→ **PROBLEM**
Rewrite the items below with "pixels" replaced by "normalized" wherever it occurs and everything else left as it is. Leave the pictures out.

++++ DATA PROVIDED ++++

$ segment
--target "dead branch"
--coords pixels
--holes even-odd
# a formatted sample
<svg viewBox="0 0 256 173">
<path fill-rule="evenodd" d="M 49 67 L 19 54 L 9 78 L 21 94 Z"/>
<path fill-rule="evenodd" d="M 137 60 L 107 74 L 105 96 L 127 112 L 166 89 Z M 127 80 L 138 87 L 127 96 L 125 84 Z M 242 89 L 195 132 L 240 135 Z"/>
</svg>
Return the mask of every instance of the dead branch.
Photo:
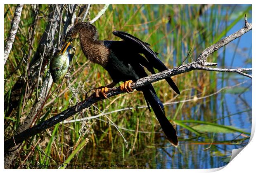
<svg viewBox="0 0 256 173">
<path fill-rule="evenodd" d="M 242 35 L 245 33 L 251 30 L 251 24 L 247 23 L 245 27 L 235 33 L 228 36 L 215 44 L 206 48 L 203 51 L 199 56 L 196 61 L 189 63 L 179 67 L 173 68 L 161 72 L 147 77 L 141 78 L 132 84 L 131 87 L 133 89 L 136 89 L 151 83 L 154 82 L 166 77 L 178 75 L 181 73 L 187 72 L 193 70 L 206 70 L 208 71 L 216 71 L 228 72 L 237 72 L 241 74 L 243 71 L 251 71 L 251 68 L 238 69 L 219 69 L 206 67 L 206 66 L 214 66 L 217 65 L 216 63 L 206 62 L 206 58 L 209 55 L 216 51 L 221 47 Z M 244 73 L 244 74 L 245 73 Z M 249 75 L 244 75 L 251 78 Z M 247 75 L 247 74 L 246 74 Z M 108 98 L 116 96 L 123 92 L 119 87 L 110 89 L 107 94 Z M 15 144 L 18 145 L 30 137 L 44 131 L 46 129 L 54 126 L 57 124 L 66 119 L 70 116 L 78 112 L 83 109 L 91 106 L 94 103 L 101 101 L 102 98 L 96 97 L 94 94 L 91 95 L 85 100 L 78 103 L 76 105 L 71 107 L 58 115 L 48 119 L 40 124 L 34 126 L 33 127 L 26 129 L 19 134 L 17 134 L 13 138 L 5 141 L 5 152 L 8 152 L 8 150 L 14 147 Z M 14 143 L 15 141 L 15 143 Z"/>
<path fill-rule="evenodd" d="M 23 8 L 23 4 L 19 4 L 15 9 L 15 12 L 14 14 L 13 19 L 12 21 L 12 26 L 10 29 L 9 35 L 6 40 L 5 46 L 5 64 L 11 51 L 11 49 L 12 47 L 12 44 L 14 42 L 15 35 L 17 33 L 17 30 L 18 30 L 18 26 L 21 20 L 22 8 Z"/>
</svg>

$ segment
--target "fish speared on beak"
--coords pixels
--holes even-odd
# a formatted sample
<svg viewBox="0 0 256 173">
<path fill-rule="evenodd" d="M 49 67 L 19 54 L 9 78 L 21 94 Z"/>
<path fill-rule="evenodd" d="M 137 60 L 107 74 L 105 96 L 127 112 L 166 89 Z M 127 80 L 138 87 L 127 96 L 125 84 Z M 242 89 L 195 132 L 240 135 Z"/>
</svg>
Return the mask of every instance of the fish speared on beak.
<svg viewBox="0 0 256 173">
<path fill-rule="evenodd" d="M 62 45 L 62 47 L 59 51 L 59 54 L 62 55 L 63 54 L 64 52 L 65 52 L 66 49 L 68 49 L 68 47 L 69 47 L 69 45 L 70 45 L 70 44 L 71 44 L 71 42 L 72 42 L 72 38 L 70 38 L 67 40 L 65 41 L 64 44 Z"/>
</svg>

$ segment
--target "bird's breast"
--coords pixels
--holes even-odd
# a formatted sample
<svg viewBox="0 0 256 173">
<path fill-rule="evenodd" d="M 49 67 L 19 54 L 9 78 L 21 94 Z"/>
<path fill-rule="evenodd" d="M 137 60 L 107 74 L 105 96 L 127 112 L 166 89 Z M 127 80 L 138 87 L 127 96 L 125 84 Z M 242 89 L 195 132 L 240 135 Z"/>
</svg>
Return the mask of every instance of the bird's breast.
<svg viewBox="0 0 256 173">
<path fill-rule="evenodd" d="M 87 59 L 93 63 L 105 67 L 109 62 L 109 51 L 101 45 L 87 45 L 82 47 L 83 51 Z"/>
</svg>

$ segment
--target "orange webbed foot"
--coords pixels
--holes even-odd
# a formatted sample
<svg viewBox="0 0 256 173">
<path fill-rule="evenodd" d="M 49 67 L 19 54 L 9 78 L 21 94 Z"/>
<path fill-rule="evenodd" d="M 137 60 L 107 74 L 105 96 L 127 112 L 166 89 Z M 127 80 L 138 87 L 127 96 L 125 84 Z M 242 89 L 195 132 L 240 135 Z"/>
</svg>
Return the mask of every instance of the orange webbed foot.
<svg viewBox="0 0 256 173">
<path fill-rule="evenodd" d="M 130 87 L 132 83 L 133 83 L 133 81 L 131 80 L 125 82 L 123 84 L 120 85 L 120 89 L 121 90 L 127 93 L 133 92 L 133 89 Z"/>
</svg>

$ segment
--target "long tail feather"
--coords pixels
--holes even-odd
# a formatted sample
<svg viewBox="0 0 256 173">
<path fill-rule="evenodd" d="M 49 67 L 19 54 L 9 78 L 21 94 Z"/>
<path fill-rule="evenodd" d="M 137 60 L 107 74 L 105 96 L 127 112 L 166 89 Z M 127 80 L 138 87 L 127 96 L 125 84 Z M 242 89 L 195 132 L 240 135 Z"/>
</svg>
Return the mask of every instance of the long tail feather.
<svg viewBox="0 0 256 173">
<path fill-rule="evenodd" d="M 166 138 L 171 145 L 177 147 L 178 141 L 177 132 L 165 116 L 163 103 L 157 97 L 153 86 L 149 84 L 140 90 L 143 92 L 147 103 L 151 106 Z"/>
</svg>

++++

→ **TASK ANSWER**
$ segment
--target "dead branch"
--coords normalized
--holes even-odd
# a formatted sample
<svg viewBox="0 0 256 173">
<path fill-rule="evenodd" d="M 49 67 L 19 54 L 9 78 L 21 94 Z"/>
<path fill-rule="evenodd" d="M 137 60 L 107 74 L 105 96 L 127 112 L 166 89 Z M 127 80 L 138 87 L 127 96 L 125 84 Z M 242 89 L 195 132 L 240 135 Z"/>
</svg>
Return the mask of every instance of the dead branch.
Photo:
<svg viewBox="0 0 256 173">
<path fill-rule="evenodd" d="M 242 35 L 245 33 L 251 30 L 251 24 L 247 23 L 245 27 L 235 33 L 228 36 L 215 44 L 206 48 L 203 51 L 199 56 L 196 61 L 189 63 L 179 67 L 173 68 L 161 72 L 147 77 L 141 78 L 132 84 L 131 87 L 133 89 L 136 89 L 151 83 L 154 82 L 166 77 L 178 75 L 181 73 L 187 72 L 193 70 L 206 70 L 208 71 L 216 71 L 228 72 L 237 72 L 241 74 L 243 71 L 251 71 L 251 68 L 238 69 L 219 69 L 206 67 L 206 66 L 214 66 L 217 65 L 216 63 L 206 62 L 206 58 L 209 55 L 216 51 L 221 47 Z M 244 73 L 244 74 L 245 73 Z M 249 75 L 244 75 L 251 78 Z M 247 75 L 247 74 L 246 74 Z M 108 98 L 116 96 L 123 92 L 119 87 L 110 89 L 107 94 Z M 15 144 L 18 145 L 30 137 L 44 131 L 46 129 L 54 126 L 57 124 L 66 119 L 70 116 L 78 112 L 83 109 L 91 106 L 94 103 L 101 101 L 102 98 L 96 97 L 94 94 L 91 95 L 85 100 L 78 103 L 76 105 L 71 107 L 58 115 L 48 119 L 40 124 L 34 126 L 33 127 L 26 129 L 19 134 L 17 134 L 13 138 L 5 141 L 5 152 L 8 152 L 8 150 L 14 147 Z M 14 143 L 15 141 L 15 143 Z"/>
<path fill-rule="evenodd" d="M 23 8 L 23 4 L 19 4 L 15 9 L 15 12 L 14 14 L 13 19 L 12 21 L 12 26 L 10 29 L 9 35 L 6 40 L 5 46 L 5 64 L 11 51 L 11 49 L 12 47 L 12 44 L 14 42 L 15 35 L 17 33 L 17 30 L 18 30 L 18 26 L 21 20 L 22 8 Z"/>
</svg>

$ segment
--target "fish speared on beak"
--coords normalized
--holes even-odd
# a formatted sample
<svg viewBox="0 0 256 173">
<path fill-rule="evenodd" d="M 49 67 L 19 54 L 9 78 L 21 94 Z"/>
<path fill-rule="evenodd" d="M 137 60 L 107 74 L 105 96 L 127 112 L 166 89 Z M 127 80 L 138 87 L 127 96 L 125 84 Z M 242 89 L 195 132 L 240 135 Z"/>
</svg>
Return the mask of every instance of the fish speared on beak.
<svg viewBox="0 0 256 173">
<path fill-rule="evenodd" d="M 62 45 L 62 47 L 59 51 L 59 54 L 62 55 L 63 54 L 64 52 L 65 52 L 66 49 L 68 49 L 68 47 L 69 47 L 69 45 L 70 45 L 70 44 L 71 44 L 71 42 L 72 42 L 72 38 L 70 38 L 67 40 L 65 41 L 64 44 Z"/>
</svg>

$ segment
--target "bird's breast"
--coords normalized
--holes even-odd
# a formatted sample
<svg viewBox="0 0 256 173">
<path fill-rule="evenodd" d="M 49 67 L 19 54 L 9 78 L 21 94 Z"/>
<path fill-rule="evenodd" d="M 137 60 L 107 74 L 105 96 L 127 112 L 166 89 Z M 127 80 L 138 87 L 127 96 L 125 84 Z M 242 89 L 195 132 L 240 135 Z"/>
</svg>
Return the mask of every instance of the bird's breast.
<svg viewBox="0 0 256 173">
<path fill-rule="evenodd" d="M 87 59 L 93 63 L 105 67 L 109 62 L 109 51 L 101 45 L 87 45 L 82 47 L 83 51 Z"/>
</svg>

$ segment
--target "orange webbed foot"
--coords normalized
--holes even-odd
# a formatted sample
<svg viewBox="0 0 256 173">
<path fill-rule="evenodd" d="M 49 67 L 19 54 L 9 78 L 21 94 Z"/>
<path fill-rule="evenodd" d="M 137 60 L 107 74 L 105 96 L 127 112 L 166 89 Z M 127 80 L 138 87 L 127 96 L 125 84 Z M 242 89 L 195 132 L 240 135 Z"/>
</svg>
Return the mask of every instance of the orange webbed foot.
<svg viewBox="0 0 256 173">
<path fill-rule="evenodd" d="M 130 87 L 132 83 L 133 83 L 133 81 L 131 80 L 125 82 L 123 84 L 120 85 L 120 89 L 121 90 L 127 93 L 133 92 L 133 89 Z"/>
</svg>

$ segment
--target "long tail feather"
--coords normalized
--holes even-odd
# a formatted sample
<svg viewBox="0 0 256 173">
<path fill-rule="evenodd" d="M 49 67 L 19 54 L 9 78 L 21 94 Z"/>
<path fill-rule="evenodd" d="M 137 60 L 107 74 L 105 96 L 127 112 L 166 89 Z M 127 80 L 138 87 L 127 96 L 125 84 Z M 242 89 L 195 132 L 240 135 Z"/>
</svg>
Return the mask of every instance of the long tail feather.
<svg viewBox="0 0 256 173">
<path fill-rule="evenodd" d="M 166 138 L 171 145 L 177 147 L 178 141 L 177 132 L 165 116 L 163 103 L 157 97 L 153 86 L 149 84 L 140 90 L 143 92 L 147 103 L 151 106 Z"/>
</svg>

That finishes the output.